EXERCISES TO COMPLETE >>
A: According to the passage on the TTUHSC service region below, how many of the 105 counties in West Texas do not have a hospital?
B: Carry on the passage on the TTUHSC service region below from its final sentence.

PASSAGE SHOWN >>
____

TTUHSC Service Region

The West Texas service region is very unique – it’s often described as “8 hours long by 5 hours wide” to indicate the vast territory. The region is comprised of 105 counties of which 98 are considered rural and over 50% are considered frontier. It is 49% of the Texas land mass and equates to the size of France. Only three states in the United States are larger than the service region. Population density is just under 20 people/square miles (19.8) compared to an estimated East Texas density of 155 people/square mile.

Of the 105 counties in West Texas,

  • 22 counties have no physician
  • 10 do not have a physician, physician assistant or nurse practitioner
  • 21 do not have a community or clinic-based pharmacy
  • 32 do not have a hospital
  • 75% of the region is more than 90 miles from a comprehensive trauma hospital (the only Burn Center for the region is located in Lubbock, Texas and it is also the only Burn Center between Dallas, Texas and Phoenix, Arizona

TTUHSC Meeting the Challenge

To meet those challenges, the Institute develops and coordinates a wide range of rural health and community projects, which include assisting with the creation and implementation of sound rural health policies; focusing on health education and health workforce development; leveraging technology to shrink the distance between rural communities and large centers of health care services; sponsoring and conducting applied research and policy analysis; and improving the health of communities through innovative research, health education and health care service delivery programs.

____

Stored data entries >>
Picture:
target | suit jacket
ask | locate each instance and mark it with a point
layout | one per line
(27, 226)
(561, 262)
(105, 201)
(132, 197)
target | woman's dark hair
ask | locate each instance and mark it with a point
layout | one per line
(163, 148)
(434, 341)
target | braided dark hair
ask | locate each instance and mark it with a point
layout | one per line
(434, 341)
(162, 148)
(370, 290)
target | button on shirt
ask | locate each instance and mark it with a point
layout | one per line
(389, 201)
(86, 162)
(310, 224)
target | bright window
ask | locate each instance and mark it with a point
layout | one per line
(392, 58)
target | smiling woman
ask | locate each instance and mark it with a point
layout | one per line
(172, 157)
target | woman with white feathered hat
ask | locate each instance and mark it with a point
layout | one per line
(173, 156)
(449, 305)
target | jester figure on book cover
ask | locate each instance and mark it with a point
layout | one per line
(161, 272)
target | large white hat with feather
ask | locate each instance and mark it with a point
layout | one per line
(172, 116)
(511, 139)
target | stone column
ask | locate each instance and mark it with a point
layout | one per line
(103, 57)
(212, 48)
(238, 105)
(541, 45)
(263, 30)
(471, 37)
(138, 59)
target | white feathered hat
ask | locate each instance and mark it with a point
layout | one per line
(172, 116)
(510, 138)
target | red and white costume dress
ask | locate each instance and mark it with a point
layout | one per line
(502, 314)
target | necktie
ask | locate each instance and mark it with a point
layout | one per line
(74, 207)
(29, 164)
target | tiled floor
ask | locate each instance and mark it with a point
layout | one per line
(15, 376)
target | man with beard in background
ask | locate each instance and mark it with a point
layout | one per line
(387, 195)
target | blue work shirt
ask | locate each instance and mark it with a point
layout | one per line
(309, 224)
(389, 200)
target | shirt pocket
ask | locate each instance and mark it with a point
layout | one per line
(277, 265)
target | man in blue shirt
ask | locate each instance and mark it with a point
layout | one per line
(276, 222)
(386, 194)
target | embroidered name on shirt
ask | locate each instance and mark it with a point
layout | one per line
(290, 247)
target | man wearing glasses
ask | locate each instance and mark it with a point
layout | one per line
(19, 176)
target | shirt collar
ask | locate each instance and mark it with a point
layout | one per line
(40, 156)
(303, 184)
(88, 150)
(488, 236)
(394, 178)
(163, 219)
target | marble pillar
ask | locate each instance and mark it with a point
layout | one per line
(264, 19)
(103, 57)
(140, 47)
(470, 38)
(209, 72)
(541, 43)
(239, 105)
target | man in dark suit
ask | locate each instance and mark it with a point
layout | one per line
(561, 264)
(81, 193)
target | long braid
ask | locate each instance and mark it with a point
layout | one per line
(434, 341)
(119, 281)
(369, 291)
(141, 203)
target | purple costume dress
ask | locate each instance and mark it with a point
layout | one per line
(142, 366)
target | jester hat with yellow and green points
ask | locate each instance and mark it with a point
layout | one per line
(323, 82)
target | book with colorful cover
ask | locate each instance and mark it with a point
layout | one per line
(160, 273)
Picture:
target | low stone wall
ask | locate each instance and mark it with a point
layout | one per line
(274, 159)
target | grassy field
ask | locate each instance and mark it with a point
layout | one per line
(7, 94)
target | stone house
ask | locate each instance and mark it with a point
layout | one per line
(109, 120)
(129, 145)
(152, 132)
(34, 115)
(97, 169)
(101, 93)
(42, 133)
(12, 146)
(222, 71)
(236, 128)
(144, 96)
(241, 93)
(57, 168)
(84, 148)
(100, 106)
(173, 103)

____

RESULTS BY TASK >>
A: 32

B:
Of particular note is that programs are available today that can significantly reduce the need for travel in many cases. We know that telemedicine is such a program through which the residents of many rural communities can increase access to medical specialty care while reducing the demands on individuals and families.

TTUHSC currently works with twelve communities throughout the service region. These twelve communities include two School Based Health Care Clinics, one FQHC and eight Rural Health Clinics. In addition, three of the TTUHSC regional campuses are equipped with telemedicine capability, allowing patients in El Paso, Amarillo and Odessa to utilize the technology as well.